To be done: Rewrite the rows below, changing each "Capability note" to "Feature note" and leaving everything else untouched.

(Annotated coordinate records)
** START **
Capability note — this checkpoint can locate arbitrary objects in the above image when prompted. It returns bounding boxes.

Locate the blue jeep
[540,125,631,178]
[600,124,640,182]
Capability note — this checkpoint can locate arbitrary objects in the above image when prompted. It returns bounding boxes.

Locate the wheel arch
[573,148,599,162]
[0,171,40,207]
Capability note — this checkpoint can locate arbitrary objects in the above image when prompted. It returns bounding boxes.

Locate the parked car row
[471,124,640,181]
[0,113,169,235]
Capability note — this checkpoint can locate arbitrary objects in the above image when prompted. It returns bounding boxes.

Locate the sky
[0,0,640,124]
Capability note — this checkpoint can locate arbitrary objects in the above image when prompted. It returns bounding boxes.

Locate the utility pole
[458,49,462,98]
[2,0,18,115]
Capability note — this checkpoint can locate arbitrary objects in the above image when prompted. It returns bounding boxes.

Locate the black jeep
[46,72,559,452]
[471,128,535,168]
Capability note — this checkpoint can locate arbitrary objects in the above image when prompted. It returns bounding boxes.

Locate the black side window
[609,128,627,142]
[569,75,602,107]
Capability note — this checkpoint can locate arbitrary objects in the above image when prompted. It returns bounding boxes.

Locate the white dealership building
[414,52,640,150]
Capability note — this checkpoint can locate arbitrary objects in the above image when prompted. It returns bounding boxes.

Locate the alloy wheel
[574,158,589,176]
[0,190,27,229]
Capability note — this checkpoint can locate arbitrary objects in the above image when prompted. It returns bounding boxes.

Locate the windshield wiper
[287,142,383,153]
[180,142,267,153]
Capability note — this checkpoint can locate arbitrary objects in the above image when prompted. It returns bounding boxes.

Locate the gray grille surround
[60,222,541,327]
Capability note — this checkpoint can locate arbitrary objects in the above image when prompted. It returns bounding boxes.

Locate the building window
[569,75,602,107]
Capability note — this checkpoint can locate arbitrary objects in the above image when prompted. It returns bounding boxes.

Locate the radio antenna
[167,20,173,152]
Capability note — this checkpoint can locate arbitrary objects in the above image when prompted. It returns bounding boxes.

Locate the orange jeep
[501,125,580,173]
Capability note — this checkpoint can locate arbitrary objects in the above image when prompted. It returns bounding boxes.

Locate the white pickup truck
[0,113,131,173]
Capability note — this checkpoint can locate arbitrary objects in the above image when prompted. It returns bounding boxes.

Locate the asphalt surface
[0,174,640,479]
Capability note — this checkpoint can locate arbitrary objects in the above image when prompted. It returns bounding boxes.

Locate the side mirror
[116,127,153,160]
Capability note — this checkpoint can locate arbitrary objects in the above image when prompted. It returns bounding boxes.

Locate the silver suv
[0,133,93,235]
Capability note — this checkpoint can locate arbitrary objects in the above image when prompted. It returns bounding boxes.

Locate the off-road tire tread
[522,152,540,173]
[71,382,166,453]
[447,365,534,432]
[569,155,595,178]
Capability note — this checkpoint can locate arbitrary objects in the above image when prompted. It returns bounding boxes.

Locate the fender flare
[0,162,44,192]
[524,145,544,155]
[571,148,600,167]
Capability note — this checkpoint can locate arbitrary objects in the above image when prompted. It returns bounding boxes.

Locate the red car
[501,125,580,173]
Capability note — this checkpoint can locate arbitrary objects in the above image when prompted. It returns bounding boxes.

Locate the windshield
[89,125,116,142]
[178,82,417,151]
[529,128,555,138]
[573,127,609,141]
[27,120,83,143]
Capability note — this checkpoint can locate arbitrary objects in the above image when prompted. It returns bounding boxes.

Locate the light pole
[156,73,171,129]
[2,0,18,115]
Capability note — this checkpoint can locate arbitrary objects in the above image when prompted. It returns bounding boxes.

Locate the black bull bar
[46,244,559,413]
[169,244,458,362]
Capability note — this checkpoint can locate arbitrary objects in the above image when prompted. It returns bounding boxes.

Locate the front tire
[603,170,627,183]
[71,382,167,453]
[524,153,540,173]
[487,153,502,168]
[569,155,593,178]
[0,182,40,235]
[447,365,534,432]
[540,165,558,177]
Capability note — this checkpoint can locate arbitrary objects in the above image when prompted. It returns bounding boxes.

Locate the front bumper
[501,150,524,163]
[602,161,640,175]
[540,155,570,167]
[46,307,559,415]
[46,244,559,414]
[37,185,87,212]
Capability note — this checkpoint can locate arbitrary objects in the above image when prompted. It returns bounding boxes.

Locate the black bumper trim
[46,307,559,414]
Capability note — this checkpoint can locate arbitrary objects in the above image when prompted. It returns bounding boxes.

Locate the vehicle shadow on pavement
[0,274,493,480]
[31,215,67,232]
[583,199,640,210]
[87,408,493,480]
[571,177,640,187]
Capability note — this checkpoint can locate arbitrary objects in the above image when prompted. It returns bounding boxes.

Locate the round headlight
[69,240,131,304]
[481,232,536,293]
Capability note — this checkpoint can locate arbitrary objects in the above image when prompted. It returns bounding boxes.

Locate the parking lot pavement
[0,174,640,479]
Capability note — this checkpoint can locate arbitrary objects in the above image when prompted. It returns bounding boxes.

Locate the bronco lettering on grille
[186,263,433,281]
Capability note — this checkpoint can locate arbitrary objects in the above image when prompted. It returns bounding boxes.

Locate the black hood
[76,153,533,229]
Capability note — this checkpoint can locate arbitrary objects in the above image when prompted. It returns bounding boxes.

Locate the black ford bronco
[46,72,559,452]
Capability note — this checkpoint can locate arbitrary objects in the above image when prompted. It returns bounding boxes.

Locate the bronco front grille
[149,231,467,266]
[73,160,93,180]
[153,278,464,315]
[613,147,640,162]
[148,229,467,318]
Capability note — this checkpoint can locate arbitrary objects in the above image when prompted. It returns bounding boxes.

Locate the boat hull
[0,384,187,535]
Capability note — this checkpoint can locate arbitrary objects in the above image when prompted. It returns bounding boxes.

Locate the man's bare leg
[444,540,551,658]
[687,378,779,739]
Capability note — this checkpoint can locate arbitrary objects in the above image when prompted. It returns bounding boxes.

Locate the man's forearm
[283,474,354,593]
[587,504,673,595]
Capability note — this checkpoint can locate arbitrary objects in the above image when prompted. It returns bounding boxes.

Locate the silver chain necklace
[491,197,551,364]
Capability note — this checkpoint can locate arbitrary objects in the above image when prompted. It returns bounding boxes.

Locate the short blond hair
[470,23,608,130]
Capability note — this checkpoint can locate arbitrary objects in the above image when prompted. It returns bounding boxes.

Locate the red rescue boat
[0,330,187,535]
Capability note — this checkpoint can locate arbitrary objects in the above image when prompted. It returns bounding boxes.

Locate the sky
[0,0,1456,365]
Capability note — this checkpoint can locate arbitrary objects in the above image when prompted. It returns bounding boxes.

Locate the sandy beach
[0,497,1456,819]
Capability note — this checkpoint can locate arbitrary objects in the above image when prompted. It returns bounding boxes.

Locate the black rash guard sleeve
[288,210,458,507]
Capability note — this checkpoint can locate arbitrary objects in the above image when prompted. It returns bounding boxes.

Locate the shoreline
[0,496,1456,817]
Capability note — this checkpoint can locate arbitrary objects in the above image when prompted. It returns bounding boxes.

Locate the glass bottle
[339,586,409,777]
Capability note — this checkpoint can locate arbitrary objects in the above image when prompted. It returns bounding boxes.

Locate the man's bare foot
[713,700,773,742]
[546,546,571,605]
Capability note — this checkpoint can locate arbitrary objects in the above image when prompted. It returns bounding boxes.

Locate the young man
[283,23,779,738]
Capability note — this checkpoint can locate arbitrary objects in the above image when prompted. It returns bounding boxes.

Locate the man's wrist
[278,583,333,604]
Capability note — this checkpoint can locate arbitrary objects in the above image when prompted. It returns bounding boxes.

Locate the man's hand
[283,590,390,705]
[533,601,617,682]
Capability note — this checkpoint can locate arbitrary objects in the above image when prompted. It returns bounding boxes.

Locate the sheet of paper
** END **
Finished exercise:
Feature note — this checkpoint can locate arbitrary objects in the above image when prompted. It returns bounding boxes.

Locate the blue jeep
[540,125,631,178]
[600,124,640,182]
Feature note — this checkpoint can locate arbitrary objects in the above image when prompted. It returns bounding boxes.

Locate the wheel arch
[573,148,599,162]
[0,171,40,207]
Feature note — this checkpoint can locate arbitrary objects in the above image when prompted. It returns bounding boxes.

Locate the parked car row
[471,124,640,181]
[0,113,169,235]
Feature note — this checkpoint can locate arbitrary objects in the above image when prompted. It returns bounding boxes.

Locate the sky
[0,0,640,124]
Feature note — this checkpoint can locate arbitrary objects in the above image when prompted. It returns bounding boxes.

Locate the utility pole
[458,49,462,98]
[2,0,18,115]
Feature note — this checkpoint can locate arbitrary objects in the above image when prompted. It returns bounding boxes.

Locate the black jeep
[46,72,559,452]
[471,128,535,168]
Feature note — this checkpoint can locate arbitrary objects in the above image when prompted. It returns bounding boxes.

Locate the black side window
[609,128,627,142]
[569,75,602,107]
Feature note — this checkpoint can locate arbitrary objects in the above image when prompted. It returns bounding boxes.

Locate the white dealership building
[414,52,640,150]
Feature note — this checkpoint can locate arbitrary objects in the above image when prompted. It returns bounding boxes.

Locate the alloy wheel
[574,158,589,176]
[0,190,27,229]
Feature note — this checkpoint can locate arbitrary objects in the above image when prompted. It returns bounding boxes.

Locate the windshield wiper
[287,142,383,153]
[180,142,267,153]
Feature note — this checkpoint can locate arbitrary objects in the above image when prompted. It returns bounding boxes.

Locate the gray grille surround
[60,222,541,327]
Feature note — this checkpoint can locate arbitrary objects in the above image when prompted. It returns bounding boxes.

Locate the building window
[569,75,602,107]
Feature note — this checkpoint can locate arbitrary objects in the above image when prompted. It returns bounding boxes.

Locate the radio antenna
[167,20,173,152]
Feature note — this checkpoint can locate arbitrary objects in the above image when prompted. It returns bounding boxes.

Locate the orange jeep
[501,125,580,173]
Feature note — this checkpoint can locate arbitrary objects in the above image when prompted. It returns bounding boxes.

Locate the white pickup truck
[0,113,131,173]
Feature note — this checkpoint can locate arbitrary objects in the above image when prompted. It returns bounding boxes.

Locate the asphalt surface
[0,174,640,479]
Feature note — this checkpoint can locate arbitrary objects in the above image when prompted. It returns bounding boxes.

Locate the side mirror
[116,127,153,160]
Feature note — this checkpoint can locate arbitrary objects in the above image when prompted. It returns bounding boxes.

Locate the silver suv
[0,133,93,235]
Feature note — this checkpoint can locate arbitrary objects in the above image when prompted. It returns bounding boxes.

Locate the off-road tire tread
[522,152,540,173]
[71,382,166,453]
[447,365,534,432]
[569,155,595,178]
Feature note — this checkpoint can locate arbitrary objects in the above image when prompted. It returns bounding boxes.

Locate the fender flare
[0,162,44,192]
[524,145,544,155]
[571,148,600,167]
Feature note — this checkpoint can locate arbitrary objects in the above image when prompted. It returns bounding boxes.

Locate the red car
[501,125,580,173]
Feature note — this checkpoint can locate arbitrary objects in the above image when prompted. It returns bounding boxes.

Locate the windshield
[89,125,116,142]
[178,82,417,151]
[529,128,555,138]
[573,127,609,141]
[27,120,83,143]
Feature note — this checkpoint can locate arbitrary objects in the above image when prompted. It returns bounding boxes.

Locate the light pole
[156,73,171,129]
[2,0,18,115]
Feature note — this checkpoint can locate arbitrary objects in the above image when prompted. It returns bounding boxes.

Locate the black bull bar
[46,244,559,413]
[169,244,458,362]
Feature note — this checkpoint can locate arbitrary objects in the above image when prompted. It returns bounding boxes.

Locate the front tire
[603,170,627,183]
[71,382,167,453]
[524,153,540,173]
[487,153,502,168]
[569,155,593,178]
[0,182,40,235]
[447,365,534,432]
[540,165,558,177]
Feature note — this checkpoint can locate arbitrary objects in the above image when prompted. It returns bounding boxes.

Locate the front bumper
[501,150,524,163]
[602,161,640,175]
[540,155,570,167]
[46,307,559,415]
[46,244,559,414]
[37,185,87,212]
Feature note — this checkpoint can locate arbitrary objects in the above image when prompted. It returns bounding boxes.

Locate the black bumper trim
[46,307,559,414]
Feature note — this checkpoint can locate arbitrary objects in the above image when prompted. It returns bounding boxes.

Locate the vehicle shadow on pavement
[0,274,493,480]
[31,215,67,232]
[583,199,640,210]
[87,408,493,480]
[571,177,640,187]
Feature note — this checkpoint can locate arbitrary objects in the above image when prompted. It returns bounding boxes.

Locate the round headlight
[69,240,131,304]
[481,232,536,293]
Feature note — this checkpoint can locate arbitrary objects in the above image when prompted. It returns bounding boxes.

Locate the parking lot pavement
[0,174,640,479]
Feature note — this checkpoint can locate arbitrary objects in the above image when prompted. It returns bounding boxes.

Locate the bronco lettering on grille
[186,263,433,281]
Feature note — this checkpoint can locate arbitrary objects in the above image when prompted. It returns bounding boxes.

Locate the black hood
[76,153,533,229]
Feature note — this checkpoint can locate arbitrary objects in the above image when prompted. It returns bounding boxes.

Locate the black ford bronco
[46,72,559,452]
Feature note — this checkpoint can locate arbitrary objects in the above image when prompted. It returns bounding boxes.

Locate the bronco front grille
[149,231,467,266]
[73,160,93,180]
[153,278,464,315]
[613,147,640,162]
[148,229,467,318]
Feature note — this checkpoint can locate arbitrary objects in the above image when prompted. It returns bounding boxes.

Locate the boat hull
[0,384,187,535]
Feature note — this checkpoint can locate arbitrary objects in the above image when prompted. It returns bounding boxes.

Locate the man's bare leg
[444,540,551,658]
[687,378,779,739]
Feature note — this checkpoint can locate arbitrary objects in the above image when prompted. It returns bounding boxes.

Locate the man's forearm
[283,474,354,593]
[587,504,673,595]
Feature note — this checkpoint can locate arbitrary objects in the above image when prompted. It returns bounding boxes.

Locate the silver chain necklace
[491,197,551,364]
Feature note — this checkpoint can locate arbitrary objects in the above image when prompted. It returns bounding boxes.

Locate the short blond hair
[470,23,608,130]
Feature note — this checkpoint can locate arbitrary objects in the above image when prompted. It returns bounding boxes.

Locate the red rescue boat
[0,330,187,535]
Feature note — this checkpoint can locate arbitrary objects in the above image when prompted. It returns bounding boxes.

Locate the sky
[0,0,1456,365]
Feature note — this checkpoint can locate arbitrary objects in the above image when prompted. It returns bounding boxes.

Locate the sandy beach
[0,497,1456,819]
Feature note — this checkpoint can locate arbitrary objects in the above image when prompted. It returns bounding boxes.

Locate the black rash guard sleeve
[288,210,458,507]
Feature note — this checkpoint can locate arbitrary objects in the above image when prompted. It returns bounding boxes.

Locate the shoreline
[0,496,1456,817]
Feature note — this checkpoint can locate arbitrary objects in the above image when prompted. It returns bounding boxes.

Locate the glass bottle
[339,586,409,777]
Feature note — this checkpoint can locate arbitrary objects in the above image when prompted. It returns bounding boxes.

Locate the man's bare foot
[713,700,773,742]
[546,546,571,605]
Feature note — this checkpoint can locate arbitrary objects in the above image when prompted. It returns bounding boxes.

Locate the young man
[283,23,779,738]
Feature note — this checkpoint can locate arbitrary objects in the above image when prompted. It returns bounding boxes.

Locate the man's wrist
[278,583,333,604]
Feature note — this checkpoint can locate arbitrary objects in the above image when prompted. It returns bounding boxes.

Locate the man's hand
[283,590,390,705]
[533,601,617,682]
Feature note — this checkpoint can locate arbitrary objects in the above image when prompted. It returns bounding boxes.

Locate the sheet of paper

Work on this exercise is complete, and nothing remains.